What you should do:
Reproduce the data in full, exactly as it appears.

=== Section Start ===

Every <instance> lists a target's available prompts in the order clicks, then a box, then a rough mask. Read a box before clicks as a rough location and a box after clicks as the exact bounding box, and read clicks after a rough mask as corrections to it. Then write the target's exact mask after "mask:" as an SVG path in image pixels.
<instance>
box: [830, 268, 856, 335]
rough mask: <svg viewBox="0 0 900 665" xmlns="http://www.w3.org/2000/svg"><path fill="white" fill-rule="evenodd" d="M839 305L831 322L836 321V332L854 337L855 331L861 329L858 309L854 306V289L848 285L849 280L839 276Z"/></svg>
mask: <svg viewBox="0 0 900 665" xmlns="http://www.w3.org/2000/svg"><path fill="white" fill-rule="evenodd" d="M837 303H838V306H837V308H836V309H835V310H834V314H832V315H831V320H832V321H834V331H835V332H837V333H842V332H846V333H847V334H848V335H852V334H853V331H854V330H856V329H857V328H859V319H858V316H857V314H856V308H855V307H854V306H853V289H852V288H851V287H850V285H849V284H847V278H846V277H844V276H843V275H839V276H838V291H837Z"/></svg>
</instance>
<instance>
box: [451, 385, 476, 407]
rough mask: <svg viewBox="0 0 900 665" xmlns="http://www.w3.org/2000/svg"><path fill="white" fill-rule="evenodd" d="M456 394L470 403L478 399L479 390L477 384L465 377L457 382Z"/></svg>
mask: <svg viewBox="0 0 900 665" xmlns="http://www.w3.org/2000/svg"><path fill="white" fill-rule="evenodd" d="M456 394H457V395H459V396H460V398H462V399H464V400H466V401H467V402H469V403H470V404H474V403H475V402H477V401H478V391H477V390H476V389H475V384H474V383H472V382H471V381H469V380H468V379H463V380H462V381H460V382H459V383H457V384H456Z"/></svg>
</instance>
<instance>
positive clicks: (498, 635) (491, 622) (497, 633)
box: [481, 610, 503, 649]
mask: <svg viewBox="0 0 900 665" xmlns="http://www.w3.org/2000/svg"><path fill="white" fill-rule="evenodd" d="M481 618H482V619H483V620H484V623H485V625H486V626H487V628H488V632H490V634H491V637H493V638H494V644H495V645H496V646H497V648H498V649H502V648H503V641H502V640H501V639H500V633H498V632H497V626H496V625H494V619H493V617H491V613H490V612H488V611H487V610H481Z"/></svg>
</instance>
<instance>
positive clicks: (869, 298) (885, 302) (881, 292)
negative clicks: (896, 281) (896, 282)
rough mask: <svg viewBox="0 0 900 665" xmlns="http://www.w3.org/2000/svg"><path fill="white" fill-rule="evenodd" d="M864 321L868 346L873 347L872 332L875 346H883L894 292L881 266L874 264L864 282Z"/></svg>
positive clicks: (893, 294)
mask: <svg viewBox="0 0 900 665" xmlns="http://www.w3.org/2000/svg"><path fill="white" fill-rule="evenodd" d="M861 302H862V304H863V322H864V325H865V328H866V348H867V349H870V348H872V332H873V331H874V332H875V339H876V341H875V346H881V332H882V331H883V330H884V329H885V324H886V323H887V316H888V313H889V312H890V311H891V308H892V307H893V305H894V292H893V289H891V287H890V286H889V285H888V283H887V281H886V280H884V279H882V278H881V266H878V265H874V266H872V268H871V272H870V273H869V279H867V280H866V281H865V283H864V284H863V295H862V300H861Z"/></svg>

=== Section End ===

Exercise solution:
Every <instance> lists a target's available prompts in the order clicks, then a box, then a rough mask. Read a box before clicks as a rough location and a box after clicks as the exact bounding box, and read clicks after a rough mask as corrections to it. Then write the target's exact mask after "mask:" as an SVG path in image pixels.
<instance>
box: [830, 268, 856, 335]
rough mask: <svg viewBox="0 0 900 665" xmlns="http://www.w3.org/2000/svg"><path fill="white" fill-rule="evenodd" d="M839 305L831 322L836 321V332L854 337L855 331L861 329L858 309L854 306V289L848 285L849 280L839 276Z"/></svg>
mask: <svg viewBox="0 0 900 665" xmlns="http://www.w3.org/2000/svg"><path fill="white" fill-rule="evenodd" d="M837 303H838V306H837V308H836V309H835V310H834V314H832V315H831V320H832V321H834V331H835V332H837V333H842V332H846V333H847V334H848V335H852V334H853V331H854V330H856V329H857V328H859V319H858V316H857V314H856V308H855V307H854V306H853V289H852V288H851V287H850V285H849V284H847V278H846V277H844V276H843V275H839V276H838V291H837Z"/></svg>
</instance>
<instance>
box: [451, 385, 476, 407]
rough mask: <svg viewBox="0 0 900 665" xmlns="http://www.w3.org/2000/svg"><path fill="white" fill-rule="evenodd" d="M456 394L470 403L478 399L479 390L477 384L465 377L457 382Z"/></svg>
mask: <svg viewBox="0 0 900 665" xmlns="http://www.w3.org/2000/svg"><path fill="white" fill-rule="evenodd" d="M456 394H457V395H459V396H460V398H462V399H464V400H466V401H467V402H469V403H470V404H474V403H475V402H477V401H478V391H477V390H476V389H475V384H474V383H472V382H471V381H469V380H468V379H463V380H462V381H460V382H459V383H457V384H456Z"/></svg>
</instance>
<instance>
positive clicks: (498, 635) (491, 622) (497, 633)
box: [481, 610, 503, 649]
mask: <svg viewBox="0 0 900 665" xmlns="http://www.w3.org/2000/svg"><path fill="white" fill-rule="evenodd" d="M481 618H482V619H483V620H484V623H485V625H486V626H487V628H488V632H490V634H491V637H493V638H494V644H495V645H496V646H497V648H498V649H502V648H503V641H502V640H501V639H500V633H498V632H497V626H496V625H494V619H493V617H491V613H490V612H488V611H487V610H481Z"/></svg>
</instance>
<instance>
positive clicks: (869, 298) (885, 302) (881, 292)
negative clicks: (896, 281) (896, 282)
rough mask: <svg viewBox="0 0 900 665" xmlns="http://www.w3.org/2000/svg"><path fill="white" fill-rule="evenodd" d="M864 321L868 346L873 347L872 332L875 346H883L894 292L881 266L874 264L864 282Z"/></svg>
positive clicks: (893, 294)
mask: <svg viewBox="0 0 900 665" xmlns="http://www.w3.org/2000/svg"><path fill="white" fill-rule="evenodd" d="M861 302H862V304H863V322H864V325H865V328H866V348H867V349H870V348H872V332H873V331H874V332H875V339H876V341H875V346H881V332H882V331H883V330H884V329H885V324H886V323H887V316H888V313H889V312H890V311H891V308H892V307H893V305H894V292H893V289H891V287H890V286H889V285H888V283H887V281H886V280H884V279H882V278H881V266H878V265H874V266H872V268H871V272H870V273H869V279H867V280H866V281H865V283H864V284H863V295H862V300H861Z"/></svg>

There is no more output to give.